§ **SOURCE EXCERPT**
•••••

Skip to main content

The Best Science Fiction Movies (Part 3)



This is the third installment of my list of favorite Science fiction films. Again, these are in no particular order.

Alien. Is it horror, or is it science fiction. Of course it is both. The first time I saw Alien it scared the willies out of me. Just so you know, I am not generally a fan of scary movies. I usually don’t watch them unless they are of the campy low budget variety that are so bad they are good. Something attracted me to go and see that film even though I knew it would be scary. It must have been the trailer. Although the marketing made it absolutely clear that this was going to be scary. But something about it caught my interest. The trailer looked so good.  I went to the theater to watch it, and it was quite a ride. The cast was excellent from Tom Skerritt and Yaphet Kotto, and Ian Holm, to a new actress I had never heard of before with the unlikely name of Sigourney Weaver. I was quite taken with Weaver’s portrayal of Ellen Ripley, second in command of the Nostromo. She sold me on the film. Under the direction of Ridley Scott all the actors had a loose naturalistic acting style that made it seem more real. The film is moody and atmospheric. Everything about it looked different from any Sci-fi film I had ever seen. The future was not all gleaming white with glowing buttons that went ‘boing’. No. This future was as dirty and sweaty and as messy as real life. The creature that they find is terrifying and strange, and yet there are aspects of it that seem almost familiar. The larval stage looked like a sea creature that you might possibly find on earth. And in fact, the creature’s life cycle was patterned after some species of wasps who lay their eggs in host prey and the larvae eat their way out, killing the host.

All of these things helped make the film seem more real which lead to greater emotional investment in the story and characters. For those who say that the sequel Aliens is better than the original, I disagree and refer you to last week’s discussion about sequels.

•••••

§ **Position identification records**
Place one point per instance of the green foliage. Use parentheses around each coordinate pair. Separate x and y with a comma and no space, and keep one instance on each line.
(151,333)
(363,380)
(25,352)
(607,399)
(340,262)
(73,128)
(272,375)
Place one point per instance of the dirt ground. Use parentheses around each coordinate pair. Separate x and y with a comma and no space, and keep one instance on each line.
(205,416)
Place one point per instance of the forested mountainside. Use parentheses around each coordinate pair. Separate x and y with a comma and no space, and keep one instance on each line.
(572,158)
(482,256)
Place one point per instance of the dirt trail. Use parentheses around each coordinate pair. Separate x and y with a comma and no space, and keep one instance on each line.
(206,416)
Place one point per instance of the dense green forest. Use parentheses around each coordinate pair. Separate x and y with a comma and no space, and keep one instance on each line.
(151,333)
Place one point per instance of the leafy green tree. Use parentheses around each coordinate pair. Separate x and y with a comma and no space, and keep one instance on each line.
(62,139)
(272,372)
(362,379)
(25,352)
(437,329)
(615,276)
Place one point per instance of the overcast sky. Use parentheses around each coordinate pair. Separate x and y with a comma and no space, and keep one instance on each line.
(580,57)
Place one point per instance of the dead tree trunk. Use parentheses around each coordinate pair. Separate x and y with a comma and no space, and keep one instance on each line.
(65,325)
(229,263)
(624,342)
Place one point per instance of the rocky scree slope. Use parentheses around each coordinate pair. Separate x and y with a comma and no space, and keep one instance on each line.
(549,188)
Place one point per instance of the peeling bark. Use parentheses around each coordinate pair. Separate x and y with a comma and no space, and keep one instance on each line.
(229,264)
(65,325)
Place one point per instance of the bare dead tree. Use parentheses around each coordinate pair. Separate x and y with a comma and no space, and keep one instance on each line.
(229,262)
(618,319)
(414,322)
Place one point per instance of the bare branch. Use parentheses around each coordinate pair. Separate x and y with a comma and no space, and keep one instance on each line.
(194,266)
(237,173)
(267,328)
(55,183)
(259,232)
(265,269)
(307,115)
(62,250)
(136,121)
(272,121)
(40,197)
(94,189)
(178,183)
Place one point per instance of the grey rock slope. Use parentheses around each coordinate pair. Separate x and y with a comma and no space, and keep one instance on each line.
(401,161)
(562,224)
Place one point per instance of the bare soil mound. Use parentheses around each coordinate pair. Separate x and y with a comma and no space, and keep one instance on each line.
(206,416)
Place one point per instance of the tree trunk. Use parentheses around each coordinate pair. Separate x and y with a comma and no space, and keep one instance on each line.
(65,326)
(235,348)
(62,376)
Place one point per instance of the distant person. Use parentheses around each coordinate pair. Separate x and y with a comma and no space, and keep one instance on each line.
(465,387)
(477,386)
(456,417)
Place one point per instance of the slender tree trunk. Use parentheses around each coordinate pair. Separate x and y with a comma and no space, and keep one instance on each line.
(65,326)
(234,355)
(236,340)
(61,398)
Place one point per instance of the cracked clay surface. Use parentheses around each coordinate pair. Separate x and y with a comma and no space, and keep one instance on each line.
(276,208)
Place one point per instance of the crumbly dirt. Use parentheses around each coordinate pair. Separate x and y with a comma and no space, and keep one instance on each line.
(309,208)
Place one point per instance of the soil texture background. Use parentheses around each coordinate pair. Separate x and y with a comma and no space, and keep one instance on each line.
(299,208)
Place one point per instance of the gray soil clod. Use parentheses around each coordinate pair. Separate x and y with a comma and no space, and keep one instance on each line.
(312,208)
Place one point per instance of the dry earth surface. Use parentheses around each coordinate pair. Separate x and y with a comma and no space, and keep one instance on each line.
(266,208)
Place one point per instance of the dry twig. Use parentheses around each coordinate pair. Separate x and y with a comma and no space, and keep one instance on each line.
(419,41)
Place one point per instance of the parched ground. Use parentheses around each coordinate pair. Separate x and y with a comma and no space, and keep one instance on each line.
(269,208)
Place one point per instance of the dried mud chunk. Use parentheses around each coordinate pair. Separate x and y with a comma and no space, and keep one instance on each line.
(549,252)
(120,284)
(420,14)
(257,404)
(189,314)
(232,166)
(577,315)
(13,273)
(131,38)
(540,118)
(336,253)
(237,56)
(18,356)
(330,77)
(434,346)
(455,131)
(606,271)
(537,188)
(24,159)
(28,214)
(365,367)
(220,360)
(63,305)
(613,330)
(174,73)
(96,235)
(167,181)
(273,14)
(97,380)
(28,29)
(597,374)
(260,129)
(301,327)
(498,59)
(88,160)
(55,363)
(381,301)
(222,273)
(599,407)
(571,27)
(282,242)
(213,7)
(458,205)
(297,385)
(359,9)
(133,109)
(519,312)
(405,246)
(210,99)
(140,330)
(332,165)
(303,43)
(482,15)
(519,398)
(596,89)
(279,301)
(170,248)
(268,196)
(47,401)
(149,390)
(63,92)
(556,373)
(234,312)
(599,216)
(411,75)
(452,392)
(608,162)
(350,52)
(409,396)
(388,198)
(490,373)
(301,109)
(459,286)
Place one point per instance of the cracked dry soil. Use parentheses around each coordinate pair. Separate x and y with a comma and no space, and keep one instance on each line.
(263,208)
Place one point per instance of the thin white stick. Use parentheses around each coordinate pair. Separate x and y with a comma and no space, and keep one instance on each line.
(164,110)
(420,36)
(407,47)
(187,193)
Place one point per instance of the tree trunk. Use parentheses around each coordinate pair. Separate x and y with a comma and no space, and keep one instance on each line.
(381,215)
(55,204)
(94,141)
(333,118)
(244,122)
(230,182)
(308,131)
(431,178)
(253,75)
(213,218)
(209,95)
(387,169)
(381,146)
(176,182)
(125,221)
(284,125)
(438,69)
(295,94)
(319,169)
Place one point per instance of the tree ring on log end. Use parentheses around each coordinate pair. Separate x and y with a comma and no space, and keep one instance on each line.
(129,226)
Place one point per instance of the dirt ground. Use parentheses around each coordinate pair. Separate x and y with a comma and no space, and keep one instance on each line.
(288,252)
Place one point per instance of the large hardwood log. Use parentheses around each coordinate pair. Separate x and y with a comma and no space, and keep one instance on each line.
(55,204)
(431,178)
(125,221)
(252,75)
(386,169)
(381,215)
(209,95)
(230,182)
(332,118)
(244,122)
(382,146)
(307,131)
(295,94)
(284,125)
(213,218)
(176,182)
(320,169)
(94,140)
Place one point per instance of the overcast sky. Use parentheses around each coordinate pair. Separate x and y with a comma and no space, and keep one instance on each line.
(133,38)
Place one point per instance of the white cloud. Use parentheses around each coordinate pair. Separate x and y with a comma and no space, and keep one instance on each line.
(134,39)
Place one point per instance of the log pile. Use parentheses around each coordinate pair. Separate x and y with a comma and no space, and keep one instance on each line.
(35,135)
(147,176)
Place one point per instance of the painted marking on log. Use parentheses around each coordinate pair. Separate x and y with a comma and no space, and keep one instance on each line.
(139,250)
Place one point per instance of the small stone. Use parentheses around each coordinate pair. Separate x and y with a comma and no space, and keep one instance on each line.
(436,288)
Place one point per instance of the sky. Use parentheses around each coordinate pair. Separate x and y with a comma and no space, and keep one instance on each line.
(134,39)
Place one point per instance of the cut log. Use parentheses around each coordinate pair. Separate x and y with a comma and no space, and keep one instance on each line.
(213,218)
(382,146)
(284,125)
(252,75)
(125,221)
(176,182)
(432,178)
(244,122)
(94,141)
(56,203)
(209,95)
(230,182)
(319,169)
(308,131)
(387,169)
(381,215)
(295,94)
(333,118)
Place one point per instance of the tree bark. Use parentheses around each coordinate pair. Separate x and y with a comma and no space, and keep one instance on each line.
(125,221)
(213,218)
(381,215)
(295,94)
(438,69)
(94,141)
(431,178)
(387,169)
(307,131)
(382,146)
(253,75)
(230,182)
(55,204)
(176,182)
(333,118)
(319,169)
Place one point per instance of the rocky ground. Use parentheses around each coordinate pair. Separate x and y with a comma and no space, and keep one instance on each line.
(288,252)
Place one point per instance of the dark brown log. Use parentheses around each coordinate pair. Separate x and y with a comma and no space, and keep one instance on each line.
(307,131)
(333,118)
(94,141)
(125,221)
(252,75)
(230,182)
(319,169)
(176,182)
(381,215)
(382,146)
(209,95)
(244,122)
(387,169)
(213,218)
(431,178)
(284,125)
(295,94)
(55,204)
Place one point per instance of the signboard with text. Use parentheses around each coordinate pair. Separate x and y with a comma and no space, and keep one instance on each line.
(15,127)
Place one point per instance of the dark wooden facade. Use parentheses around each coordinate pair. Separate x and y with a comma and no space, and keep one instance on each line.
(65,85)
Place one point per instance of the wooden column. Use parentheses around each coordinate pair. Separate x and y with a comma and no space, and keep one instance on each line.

•••••

§ **SET TASKS**
1 > Copy out, word for word, the stretch of the science fiction film post from "The Best Science" through "no particular order.".
2 > Write the next part of the science fiction film post, picking up right after its final sentence.

§ **ANSWERS TO THE EXERCISE**
1 >
The Best Science Fiction Movies (Part 3)



This is the third installment of my list of favorite Science fiction films. Again, these are in no particular order.

2 >
The Day the Earth Stood Still. On the one hand it is yet another 1950’s flying saucer movie. Yet it is so far above all the others of that ilk that it hardly bears comparison. The production values are first rate. The story is intelligent and they obtained some fine actors: Michael Rennie, Patricia Neal, and Sam Jaffe. Alien spaceman Klaatu comes to Earth to tell us humans to stop being so stupid, petty, hate-filled, and war like. If we don’t, they (the space-faring species that he represents) will end us. The film was made during the cold war. Klaatu’s message seemed right on point. Unfortunately it seems that humanity hasn’t progressed much from the 1950’s. The cold war may be over, but the hate mongering paranoia is still with us. Let’s just hope someone like Klaatu isn’t out there watching us.

Blade Runner. Another Ridley Scott entry. It had a wonderful starting point. It was based on a novel by Philip K. Dick called Do Androids Dream of Electric Sheep. (Philip K. Dick has been a wonderful resource for Hollywood. At least ten movies and three television series have been based on his stories). I read the novel years after seeing the movie. The film and the novel are quite different. The bones of the story are there in the film but it diverges from the novel in tone and explores new ground. We follow a detective as he tries to track down five illegal replicants (artificial humans). The main theme of Philip K. Dick’s story is still there in the film:  at what point does artificial intelligence deserve human rights?  At what point is it no longer artificial? Once again there is a dark and gritty feel to the film. We can almost smell the Los Angeles of 2019. (Really? 2019? We are almost there. Where are the flying cars? For that matter, where are the replicants?) On the surface it is a noir detective story. But deeper questions keep coming to the top. And there is the wonderful work By Harrison Ford and Rutger Hauer.

The Matrix. What a game changer. The Wachowski’s wrote and directed this and stunned everyone with ground-breaking visuals. It asks questions about reality. Is our world real because we perceive it? Or is reality something that we cannot see, and we are just being manipulated. These are questions philosophers have argued about for thousands of years. The film ties into some good old-fashioned paranoia about who is controlling our lives. There is a character who betrays his colleges and chooses the manufactured existence over reality. We may not like him, we may disagree with his choice and hope that he loses, and yet we can understand his choice. He is choosing a pleasant fantasy life over a harsh and horrid real one.

We will finish this off next week and summarize all.

(My novel Star Liner, is now available as an ebook through Copypastapublishing.com, Amazon, or the other usual online sources. For those who like to turn physical pages, the paperback will be out soon).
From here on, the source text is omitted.